> [OPDRACHTEN]
A - Typ uit de begripsbepalingen van het bestemmingsplan letterlijk over, beginnend bij "1.9 bebouwingspercentage" en eindigend bij "van een bedrijf.".
B - Beantwoord de volgende vragen over de begripsbepalingen van het bestemmingsplan.
(i) Van welke gemeente is het bestemmingsplan Oude Heerweg-Berkenstraat Blitterswijck?
(ii) Door wie wordt een bed & breakfast gerund?
(iii) Hoe wordt een ander bouwwerk omschreven?
C - Geef een vervolg op de begripsbepalingen van het bestemmingsplan, te beginnen na de laatste getoonde bepaling.

> [TE LEZEN TEKST]
_ _ _ _
Hoofdstuk 1 Inleidende Regels
Artikel 1 Begrippen
1.1 plan
Het bestemmingsplan Oude Heerweg-Berkenstraat Blitterswijck met identificatienummer NL.IMRO.0984.BP14011-va01 van de gemeente Venray.
1.2 bestemmingsplan
De geometrisch bepaalde planobjecten met de bijbehorende regels en de daarbij behorende bijlagen.
1.3 aanduiding
Een geometrisch bepaald vlak of figuur, waarmee gronden zijn aangeduid, waar ingevolge de regels regels worden gesteld ten aanzien van het gebruik en/of het bebouwen van deze gronden.
1.4 aanduidingsgrens
De grens van een aanduiding indien het een vlak betreft.
1.5 aan huis verbonden bedrijfsmatige activiteiten
Het bedrijfsmatig verlenen van diensten c.q. het uitoefenen van ambachtelijke bedrijvigheid, geheel of overwegend door middel van handwerk en waarvan de omvang van de activiteiten en uitstraling daarvan zodanig is, dat de activiteiten in een woning en de bijbehorende bouwwerken in overwegende mate met behoud van de woonfunctie kunnen worden uitgeoefend.
1.6 aan huis verbonden beroepsmatige activiteit
Een beroep of het beroepsmatig verlenen van diensten op administratief, juridisch, maatschappelijk,(para)medisch, therapeutisch, kunstzinnig, ontwerptechnisch of hiermee gelijk te stellen gebied, dat door zijn beperkte omvang in een woning en bijbehorende bouwwerken, in overwegende mate met behoud van de woonfunctie kunnen worden uitgeoefend.
1.7 ander bouwwerk
Een bouwwerk, geen gebouw zijnde.
1.8 bebouwing
Eén of meer gebouwen en/of bouwwerken geen gebouwen zijnde.
1.9 bebouwingspercentage
Een op de verbeelding of in de regels aangegeven percentage, dat de grootte van het deel van een bouwperceel c.q. bouwvlak of bestemmingsvlak aangeeft dat maximaal mag worden bebouwd.
1.10 bed & breakfast
Een overnachtingaccommodatie gericht op het bieden van de mogelijkheid tot een toeristisch en veelal kortdurend verblijf met het serveren van ontbijt. Een bed & breakfast is gevestigd in een woonhuis of daarbij behorend bijgebouw, ondergeschikt aan de woonfunctie en wordt gerund door de bewoner van de betreffende woning.
1.11 bedrijf
Een inrichting of instelling gericht op het bedrijfsmatig voortbrengen, vervaardigen, bewerken, opslaan, installeren en/of herstellen van goederen dan wel het bedrijfsmatig verlenen van diensten, aan huis verbonden beroepen daaronder niet begrepen.
1.12 bedrijfsgebouw
Een gebouw dat dient voor de uitoefening van een bedrijf.
_ _ _ _
> [GETOONDE GEGEVENS]
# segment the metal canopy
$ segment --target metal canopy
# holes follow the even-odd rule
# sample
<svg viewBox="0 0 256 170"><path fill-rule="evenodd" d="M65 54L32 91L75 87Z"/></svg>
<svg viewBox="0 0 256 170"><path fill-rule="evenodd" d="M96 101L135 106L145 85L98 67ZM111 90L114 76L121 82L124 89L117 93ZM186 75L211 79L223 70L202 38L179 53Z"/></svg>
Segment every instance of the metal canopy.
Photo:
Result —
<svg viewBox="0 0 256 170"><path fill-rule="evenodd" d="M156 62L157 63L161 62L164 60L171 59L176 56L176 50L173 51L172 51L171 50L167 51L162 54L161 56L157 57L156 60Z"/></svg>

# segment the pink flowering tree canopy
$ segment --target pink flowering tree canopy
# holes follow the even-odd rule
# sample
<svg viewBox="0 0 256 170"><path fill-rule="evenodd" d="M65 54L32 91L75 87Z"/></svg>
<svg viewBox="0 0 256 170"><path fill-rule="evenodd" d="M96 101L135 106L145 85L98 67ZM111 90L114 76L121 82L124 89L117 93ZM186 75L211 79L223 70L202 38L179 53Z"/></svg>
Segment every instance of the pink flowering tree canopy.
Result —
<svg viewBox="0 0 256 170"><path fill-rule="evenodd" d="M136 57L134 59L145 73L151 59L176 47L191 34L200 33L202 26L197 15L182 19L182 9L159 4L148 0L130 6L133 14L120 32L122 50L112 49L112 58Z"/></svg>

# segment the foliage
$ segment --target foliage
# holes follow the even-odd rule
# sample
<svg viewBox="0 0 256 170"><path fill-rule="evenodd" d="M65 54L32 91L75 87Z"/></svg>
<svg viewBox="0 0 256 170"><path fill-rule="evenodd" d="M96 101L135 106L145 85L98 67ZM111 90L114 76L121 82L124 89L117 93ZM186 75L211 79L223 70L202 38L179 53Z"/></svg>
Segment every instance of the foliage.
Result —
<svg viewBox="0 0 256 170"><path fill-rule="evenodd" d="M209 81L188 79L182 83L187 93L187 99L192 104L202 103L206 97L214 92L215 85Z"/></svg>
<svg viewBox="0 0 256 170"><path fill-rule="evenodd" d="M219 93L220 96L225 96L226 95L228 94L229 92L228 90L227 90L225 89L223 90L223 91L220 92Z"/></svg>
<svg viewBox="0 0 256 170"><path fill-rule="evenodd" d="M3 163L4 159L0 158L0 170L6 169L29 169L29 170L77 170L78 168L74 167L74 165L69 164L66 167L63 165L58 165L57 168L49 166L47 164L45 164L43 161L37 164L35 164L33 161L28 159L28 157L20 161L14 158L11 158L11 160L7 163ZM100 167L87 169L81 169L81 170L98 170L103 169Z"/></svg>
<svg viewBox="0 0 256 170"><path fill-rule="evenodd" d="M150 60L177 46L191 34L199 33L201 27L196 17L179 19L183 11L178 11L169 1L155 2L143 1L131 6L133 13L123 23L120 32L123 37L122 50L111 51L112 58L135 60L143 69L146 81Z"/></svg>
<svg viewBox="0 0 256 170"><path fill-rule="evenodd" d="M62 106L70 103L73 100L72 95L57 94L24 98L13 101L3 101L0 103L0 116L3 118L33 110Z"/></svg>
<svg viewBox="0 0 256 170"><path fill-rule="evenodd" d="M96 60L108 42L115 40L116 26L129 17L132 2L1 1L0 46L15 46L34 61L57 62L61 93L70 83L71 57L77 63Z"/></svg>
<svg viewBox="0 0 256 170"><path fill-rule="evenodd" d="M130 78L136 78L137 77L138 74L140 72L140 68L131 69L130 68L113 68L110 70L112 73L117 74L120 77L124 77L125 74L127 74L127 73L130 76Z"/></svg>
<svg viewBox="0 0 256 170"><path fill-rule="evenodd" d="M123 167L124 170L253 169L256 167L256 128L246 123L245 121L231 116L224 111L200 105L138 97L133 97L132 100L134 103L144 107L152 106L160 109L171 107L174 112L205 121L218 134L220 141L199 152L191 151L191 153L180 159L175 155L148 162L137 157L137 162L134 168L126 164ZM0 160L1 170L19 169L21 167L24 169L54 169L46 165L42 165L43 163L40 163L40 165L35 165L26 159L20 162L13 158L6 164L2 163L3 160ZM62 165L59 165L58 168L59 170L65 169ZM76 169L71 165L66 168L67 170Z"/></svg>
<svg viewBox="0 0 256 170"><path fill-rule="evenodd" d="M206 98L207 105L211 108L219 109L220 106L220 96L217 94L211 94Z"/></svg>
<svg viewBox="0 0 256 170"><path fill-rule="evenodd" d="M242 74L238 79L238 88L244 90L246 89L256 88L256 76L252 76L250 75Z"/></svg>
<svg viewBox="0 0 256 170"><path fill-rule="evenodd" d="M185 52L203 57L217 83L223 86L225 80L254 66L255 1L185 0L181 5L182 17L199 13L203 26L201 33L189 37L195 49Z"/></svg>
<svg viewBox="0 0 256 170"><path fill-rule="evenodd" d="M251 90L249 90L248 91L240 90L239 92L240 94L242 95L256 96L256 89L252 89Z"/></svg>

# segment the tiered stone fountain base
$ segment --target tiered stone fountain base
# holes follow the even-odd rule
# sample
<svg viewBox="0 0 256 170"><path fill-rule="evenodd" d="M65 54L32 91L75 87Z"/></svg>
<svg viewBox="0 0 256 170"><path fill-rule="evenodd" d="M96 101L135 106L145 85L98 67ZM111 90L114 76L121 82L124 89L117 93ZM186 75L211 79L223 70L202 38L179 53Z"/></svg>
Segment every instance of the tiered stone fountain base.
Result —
_ _ _ _
> [ANTWOORDEN]
A -
1.9 bebouwingspercentage
Een op de verbeelding of in de regels aangegeven percentage, dat de grootte van het deel van een bouwperceel c.q. bouwvlak of bestemmingsvlak aangeeft dat maximaal mag worden bebouwd.
1.10 bed & breakfast
Een overnachtingaccommodatie gericht op het bieden van de mogelijkheid tot een toeristisch en veelal kortdurend verblijf met het serveren van ontbijt. Een bed & breakfast is gevestigd in een woonhuis of daarbij behorend bijgebouw, ondergeschikt aan de woonfunctie en wordt gerund door de bewoner van de betreffende woning.
1.11 bedrijf
Een inrichting of instelling gericht op het bedrijfsmatig voortbrengen, vervaardigen, bewerken, opslaan, installeren en/of herstellen van goederen dan wel het bedrijfsmatig verlenen van diensten, aan huis verbonden beroepen daaronder niet begrepen.
1.12 bedrijfsgebouw
Een gebouw dat dient voor de uitoefening van een bedrijf.

B -
(i) Van de gemeente Venray.
(ii) Door de bewoner van de betreffende woning.
(iii) Als een bouwwerk, geen gebouw zijnde.

C -
1.13 bedrijfsvloeroppervlak
de totale oppervalakte van de voor bedrijfsuitoefening benodigde bedrijfsruimte, inclusief de verkoopvloeroppervlakte, opslag- en administratieruimtemen en dergelijke.
1.14 bedrijfswoning
Een woning, in of bij een bedrijf of instelling, bestemd voor (het gezin van) een persoon wiens huisvesting daar gelet op de bestemming noodzakelijk is; deze woning wordt begrepen onder de bedrijfsgebouwen.
1.15 bestaand
Bouwwerk: een ten tijde van de inwerkingtreding van het bestemmingsplan aanwezig bouwwerk.
Gebruik: het gebruik op het tijdstip van de inwerkingtreding van het bestemmingsplan.
1.16 bestemmingsgrens
De grens van een bestemmingsvlak.
1.17 bestemmingsvlak
Een geometrisch bepaald vlak met eenzelfde bestemming.
1.18 bijbehorend bouwwerk
Uitbreiding van een hoofdgebouw dan wel functioneel met een zich op hetzelfde perceel bevindend hoofdgebouw verbonden, daar al dan niet tegen aangebouwd en met de aarde verbonden bouwwerk met een dak.
1.19 bouwen
Het plaatsen, het geheel of gedeeltelijk oprichten, vernieuwen of veranderen en het vergroten van een bouwwerk.
1.20 bouwgrens
De grens van een bouwvlak.
1.21 bouwperceel
Een aaneengesloten stuk grond, waarop ingevolge de regels een zelfstandige, bij elkaar behorende bebouwing is toegelaten.
1.22 bouwperceelgrens
De grens van een bouwperceel.
1.23 bouwvlak
Een geometrisch bepaald vlak, waarmee gronden zijn aangeduid, waar ingevolge de regels bepaalde gebouwen en bouwwerken geen gebouwen zijnde zijn toegelaten.
1.24 bouwwerk
Een bouwkundige constructie van enige omvang die direct en duurzaam met de aarde is verbonden.
1.25 detailhandel
Het bedrijfsmatig te koop aanbieden, waaronder begrepen de uitstalling ten verkoop, het verkopen en/of leveren van goederen aan personen die deze goederen kopen voor gebruik, verbruik of aanwending anders dan in de uitoefening van een beroeps- of bedrijfsactiviteit.
1.26 doeleinden van openbaar nut
Kleinschalige nutsvoorzieningen zoals transformatorhuisjes en schakelkastjes, ondergrondse lokale leidingen, tele- en datacommunicatieleidingen, riolering, telefooncellen en wachthuisjes en straatvoorzieningen.
1.27 gebouw
Elk bouwwerk, dat een voor mensen toegankelijke, overdekte, geheel of gedeeltelijk met wanden omsloten ruimte vormt.
1.28 hoofdgebouw
Een of meer panden, of een gedeelte daarvan, dat noodzakelijk is voor de verwezenlijking van de geldende of toekomstige bestemming van een perceel en, indien meer panden of bouwwerken op het perceel aanwezig zijn, gelet op die bestemming het belangrijkst is.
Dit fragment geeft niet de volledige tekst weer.